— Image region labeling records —

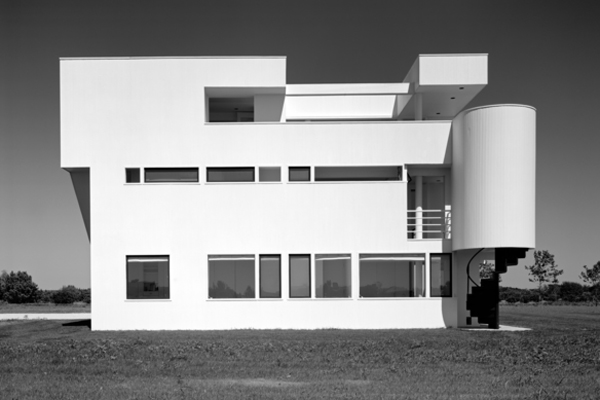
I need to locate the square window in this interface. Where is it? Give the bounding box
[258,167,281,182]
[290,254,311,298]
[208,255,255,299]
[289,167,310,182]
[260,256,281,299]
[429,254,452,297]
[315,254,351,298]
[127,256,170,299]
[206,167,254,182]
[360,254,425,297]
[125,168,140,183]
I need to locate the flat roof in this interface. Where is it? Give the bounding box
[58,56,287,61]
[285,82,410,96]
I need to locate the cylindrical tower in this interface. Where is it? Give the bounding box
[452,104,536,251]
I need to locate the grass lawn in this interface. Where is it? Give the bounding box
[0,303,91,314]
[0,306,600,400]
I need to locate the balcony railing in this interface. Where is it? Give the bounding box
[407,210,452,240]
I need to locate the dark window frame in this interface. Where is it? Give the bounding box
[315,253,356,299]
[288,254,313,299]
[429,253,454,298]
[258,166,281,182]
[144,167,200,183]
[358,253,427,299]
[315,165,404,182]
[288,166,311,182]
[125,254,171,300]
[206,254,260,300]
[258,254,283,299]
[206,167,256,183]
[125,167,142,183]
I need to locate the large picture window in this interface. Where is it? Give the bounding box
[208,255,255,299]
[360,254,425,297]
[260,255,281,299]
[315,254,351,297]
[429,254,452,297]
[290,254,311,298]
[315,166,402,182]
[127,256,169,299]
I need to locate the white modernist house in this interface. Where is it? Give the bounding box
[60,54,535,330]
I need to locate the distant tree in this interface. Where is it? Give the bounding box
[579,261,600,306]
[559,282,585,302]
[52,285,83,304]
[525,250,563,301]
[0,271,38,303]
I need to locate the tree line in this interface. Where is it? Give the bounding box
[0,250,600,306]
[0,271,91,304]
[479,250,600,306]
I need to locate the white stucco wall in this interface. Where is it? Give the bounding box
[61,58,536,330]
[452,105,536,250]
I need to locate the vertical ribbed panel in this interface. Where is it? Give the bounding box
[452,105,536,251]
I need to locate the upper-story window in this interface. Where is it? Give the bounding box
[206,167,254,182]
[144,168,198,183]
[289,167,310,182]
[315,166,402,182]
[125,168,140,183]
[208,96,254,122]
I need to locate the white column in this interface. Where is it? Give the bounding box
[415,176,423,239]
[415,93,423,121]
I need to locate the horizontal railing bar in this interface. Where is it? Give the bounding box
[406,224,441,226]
...
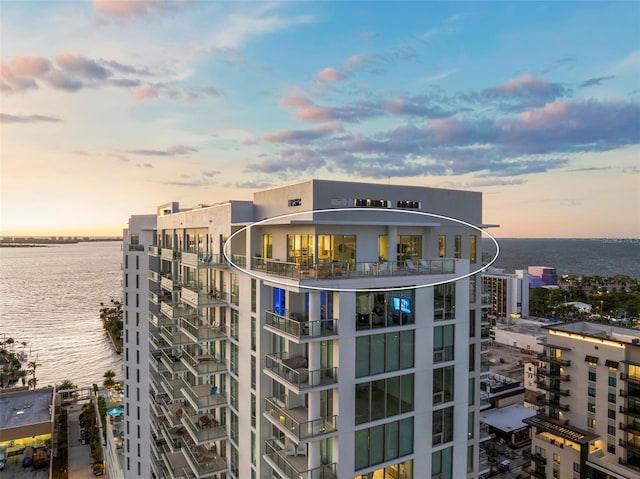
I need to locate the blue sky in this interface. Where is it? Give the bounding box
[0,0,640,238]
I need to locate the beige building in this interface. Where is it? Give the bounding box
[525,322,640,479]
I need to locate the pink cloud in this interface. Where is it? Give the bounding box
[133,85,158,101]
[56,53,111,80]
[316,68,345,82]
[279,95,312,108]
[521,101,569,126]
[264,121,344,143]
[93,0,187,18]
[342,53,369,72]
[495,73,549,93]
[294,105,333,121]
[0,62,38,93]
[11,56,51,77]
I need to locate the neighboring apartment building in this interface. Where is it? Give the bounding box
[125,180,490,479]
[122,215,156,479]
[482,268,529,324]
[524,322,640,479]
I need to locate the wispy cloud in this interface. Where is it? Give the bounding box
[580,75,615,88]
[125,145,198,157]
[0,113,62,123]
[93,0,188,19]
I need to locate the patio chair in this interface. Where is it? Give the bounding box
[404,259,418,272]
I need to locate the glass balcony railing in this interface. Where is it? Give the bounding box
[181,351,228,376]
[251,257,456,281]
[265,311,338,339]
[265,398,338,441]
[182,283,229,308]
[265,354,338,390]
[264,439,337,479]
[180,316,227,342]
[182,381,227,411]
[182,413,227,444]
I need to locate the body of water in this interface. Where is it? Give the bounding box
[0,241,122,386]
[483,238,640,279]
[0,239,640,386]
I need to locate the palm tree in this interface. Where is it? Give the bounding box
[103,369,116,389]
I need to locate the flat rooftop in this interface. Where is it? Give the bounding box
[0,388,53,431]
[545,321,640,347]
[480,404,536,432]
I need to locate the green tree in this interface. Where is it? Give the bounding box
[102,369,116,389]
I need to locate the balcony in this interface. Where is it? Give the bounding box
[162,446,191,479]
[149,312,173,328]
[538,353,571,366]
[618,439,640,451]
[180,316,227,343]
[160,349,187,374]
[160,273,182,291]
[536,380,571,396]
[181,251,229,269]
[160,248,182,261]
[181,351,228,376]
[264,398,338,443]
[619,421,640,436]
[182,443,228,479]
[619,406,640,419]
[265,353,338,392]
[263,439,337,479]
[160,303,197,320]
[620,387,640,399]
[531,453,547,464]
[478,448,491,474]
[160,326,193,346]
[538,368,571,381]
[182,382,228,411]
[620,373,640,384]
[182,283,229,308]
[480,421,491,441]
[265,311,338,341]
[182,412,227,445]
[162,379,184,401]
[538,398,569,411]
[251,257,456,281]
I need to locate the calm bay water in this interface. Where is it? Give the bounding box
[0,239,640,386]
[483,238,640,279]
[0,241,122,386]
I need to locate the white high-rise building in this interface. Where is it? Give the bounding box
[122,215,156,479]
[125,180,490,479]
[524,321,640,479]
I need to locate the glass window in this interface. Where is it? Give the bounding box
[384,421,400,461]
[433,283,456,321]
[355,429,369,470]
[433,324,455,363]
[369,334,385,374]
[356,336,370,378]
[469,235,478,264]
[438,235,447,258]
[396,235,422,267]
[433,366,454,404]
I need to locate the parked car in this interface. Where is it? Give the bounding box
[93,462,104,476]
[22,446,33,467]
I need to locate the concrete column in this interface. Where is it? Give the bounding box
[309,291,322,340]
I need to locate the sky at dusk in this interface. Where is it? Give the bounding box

— Problem description —
Rewrite only the stretch of records from the line containing "I need to locate the square" through the line containing "[125,167,142,183]", keeping every request line as it stands. Offset each bounding-box coordinate in that stretch by -17.

— Solution —
I need to locate the square window in this interface. Where is it? Give the bounding box
[241,150,264,165]
[273,237,294,281]
[191,238,238,282]
[272,150,293,165]
[243,239,264,282]
[412,237,435,280]
[298,237,334,281]
[110,239,153,282]
[189,150,237,165]
[343,237,408,280]
[108,151,123,166]
I need to locate the flat roof in this interface. Where is it? Give the bounding box
[41,39,270,44]
[268,65,393,79]
I need to locate the cylindrical tower in this interface. Where is it? Give the bounding box
[435,87,519,234]
I need to locate the grass lawn in this interface. Where is it? Give the bounding box
[-17,286,74,297]
[-17,289,583,383]
I need to locate the balcony railing in this interface. Where is it? Give the bounding box
[390,193,435,223]
I need to locate the dark window frame in this interface. Where is it? Give the bounding box
[298,236,339,282]
[271,237,296,282]
[412,236,437,281]
[241,149,264,165]
[127,150,183,166]
[341,236,410,282]
[298,148,387,165]
[271,149,294,165]
[108,237,154,283]
[189,237,243,283]
[241,237,266,282]
[189,150,239,166]
[108,150,125,166]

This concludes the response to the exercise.